Provided text –
──────────
DOORN – A deep winter freeze gripping the Netherlands is reawakening the national obsession with skating on frozen canals.

With subzero temperatures forecast to last more than a week, ice fever swept the nation Tuesday, offering a welcome respite from grim coronavirus news while also creating a challenge for authorities trying to uphold social distancing rules.

People around the country were rummaging through attics and dusting off long-unused skates, while businesses that sharpen skate blades reported boom times.

Ice skating is a national wintertime passion in the Netherlands, with the country's spandex-clad elite athletes dominating Winter Olympic speedskating races in recent years. Amateurs of all ages eagerly await the Arctic conditions that allow them to take to the country's vast network of canals and waterways.

But with the country in a strict coronavirus lockdown, the prospect of a long-distance skating race in the northern province of Friesland being staged for the first time since 1997 remains remote at best.
──────────
What you need to do – Go on with the Dutch ice skating text, picking up after its last sentence. The material that follows comes from a separate source and has no connection to the text about skating in the Netherlands.
──────────
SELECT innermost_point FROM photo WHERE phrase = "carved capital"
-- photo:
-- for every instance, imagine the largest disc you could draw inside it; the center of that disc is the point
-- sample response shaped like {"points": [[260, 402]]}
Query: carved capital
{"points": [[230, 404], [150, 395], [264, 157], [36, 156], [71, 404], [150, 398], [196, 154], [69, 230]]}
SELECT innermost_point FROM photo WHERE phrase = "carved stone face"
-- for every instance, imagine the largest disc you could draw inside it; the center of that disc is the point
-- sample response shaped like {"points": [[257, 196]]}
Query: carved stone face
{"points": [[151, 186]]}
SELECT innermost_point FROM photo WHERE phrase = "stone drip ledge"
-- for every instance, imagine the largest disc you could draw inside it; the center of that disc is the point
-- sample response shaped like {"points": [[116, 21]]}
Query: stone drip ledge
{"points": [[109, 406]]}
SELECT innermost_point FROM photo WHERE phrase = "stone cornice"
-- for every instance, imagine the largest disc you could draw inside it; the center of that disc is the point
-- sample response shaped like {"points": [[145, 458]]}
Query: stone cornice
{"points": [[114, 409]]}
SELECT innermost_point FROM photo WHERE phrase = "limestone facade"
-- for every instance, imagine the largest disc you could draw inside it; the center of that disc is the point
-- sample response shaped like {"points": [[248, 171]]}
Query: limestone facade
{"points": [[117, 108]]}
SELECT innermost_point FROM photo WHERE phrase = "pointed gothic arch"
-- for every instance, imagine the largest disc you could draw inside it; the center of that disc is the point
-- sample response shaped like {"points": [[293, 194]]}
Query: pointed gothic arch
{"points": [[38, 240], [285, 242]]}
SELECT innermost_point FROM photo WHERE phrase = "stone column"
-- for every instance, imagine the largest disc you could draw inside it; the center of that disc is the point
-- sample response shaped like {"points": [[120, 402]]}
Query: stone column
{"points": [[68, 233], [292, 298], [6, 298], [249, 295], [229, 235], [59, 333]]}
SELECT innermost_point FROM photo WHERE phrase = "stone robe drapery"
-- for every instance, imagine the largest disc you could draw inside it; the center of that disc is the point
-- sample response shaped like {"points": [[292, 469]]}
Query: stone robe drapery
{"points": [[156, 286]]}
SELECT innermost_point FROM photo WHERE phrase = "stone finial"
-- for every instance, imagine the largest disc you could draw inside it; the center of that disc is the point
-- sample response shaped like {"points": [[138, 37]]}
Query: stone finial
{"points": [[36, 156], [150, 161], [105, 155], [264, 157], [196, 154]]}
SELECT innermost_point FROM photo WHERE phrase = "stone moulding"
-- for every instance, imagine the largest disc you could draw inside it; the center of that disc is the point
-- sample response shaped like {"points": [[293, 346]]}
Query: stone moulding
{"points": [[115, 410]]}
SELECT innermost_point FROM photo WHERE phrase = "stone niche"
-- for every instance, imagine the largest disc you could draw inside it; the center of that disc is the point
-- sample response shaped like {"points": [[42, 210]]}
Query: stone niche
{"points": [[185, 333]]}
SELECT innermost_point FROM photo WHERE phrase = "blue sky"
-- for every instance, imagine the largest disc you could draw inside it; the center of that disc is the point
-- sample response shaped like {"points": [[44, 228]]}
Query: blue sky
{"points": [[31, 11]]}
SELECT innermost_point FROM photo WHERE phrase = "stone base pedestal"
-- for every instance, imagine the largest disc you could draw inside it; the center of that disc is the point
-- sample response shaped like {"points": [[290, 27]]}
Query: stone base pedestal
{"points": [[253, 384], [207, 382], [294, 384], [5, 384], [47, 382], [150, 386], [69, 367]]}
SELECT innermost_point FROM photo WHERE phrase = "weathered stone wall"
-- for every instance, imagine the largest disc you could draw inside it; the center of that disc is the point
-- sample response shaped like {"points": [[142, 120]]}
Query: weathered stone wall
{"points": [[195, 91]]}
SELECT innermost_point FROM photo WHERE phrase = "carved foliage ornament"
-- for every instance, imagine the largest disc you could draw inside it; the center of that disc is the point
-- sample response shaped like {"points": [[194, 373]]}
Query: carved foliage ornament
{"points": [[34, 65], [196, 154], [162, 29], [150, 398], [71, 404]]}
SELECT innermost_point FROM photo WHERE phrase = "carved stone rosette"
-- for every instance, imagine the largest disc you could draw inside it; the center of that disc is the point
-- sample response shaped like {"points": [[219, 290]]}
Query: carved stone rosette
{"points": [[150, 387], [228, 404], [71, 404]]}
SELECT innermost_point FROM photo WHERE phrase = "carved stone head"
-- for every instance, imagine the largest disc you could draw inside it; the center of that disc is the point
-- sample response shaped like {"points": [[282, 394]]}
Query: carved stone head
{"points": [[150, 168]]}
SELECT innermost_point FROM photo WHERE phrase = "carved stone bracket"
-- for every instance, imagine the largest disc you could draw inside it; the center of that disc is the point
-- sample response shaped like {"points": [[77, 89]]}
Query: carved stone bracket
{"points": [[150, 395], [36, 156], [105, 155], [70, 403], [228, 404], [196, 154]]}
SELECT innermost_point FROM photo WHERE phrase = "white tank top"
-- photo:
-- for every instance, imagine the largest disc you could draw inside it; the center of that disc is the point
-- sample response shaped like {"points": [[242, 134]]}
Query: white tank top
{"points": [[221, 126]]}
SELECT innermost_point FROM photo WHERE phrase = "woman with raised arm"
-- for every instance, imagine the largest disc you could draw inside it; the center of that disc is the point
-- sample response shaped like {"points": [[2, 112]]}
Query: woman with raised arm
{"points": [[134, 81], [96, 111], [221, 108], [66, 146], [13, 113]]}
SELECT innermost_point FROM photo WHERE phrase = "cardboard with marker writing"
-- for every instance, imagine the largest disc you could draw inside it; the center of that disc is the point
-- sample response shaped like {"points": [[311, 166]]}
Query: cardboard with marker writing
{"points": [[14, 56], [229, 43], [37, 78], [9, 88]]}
──────────
Expected answer –
The association that organizes the 11 Cities Tour over frozen canals and lakes said in January that “under the current coronavirus measures, it is not possible to organize" the near mythical event. Since then, authorities have not relaxed the measures beyond allowing elementary school students back into classrooms this week.

The chairman of the association poured more cold water on people's hopes Tuesday, noting just what a production the race normally involves.

“We're talking about a tour with 1--1.5 million spectators, 25,000 participants, thousands of volunteers and half of the Netherlands on the road,” Wiebe Wieling told national broadcaster NOS. “Every right-thinking person will realize that something like that is not possible” amid the pandemic.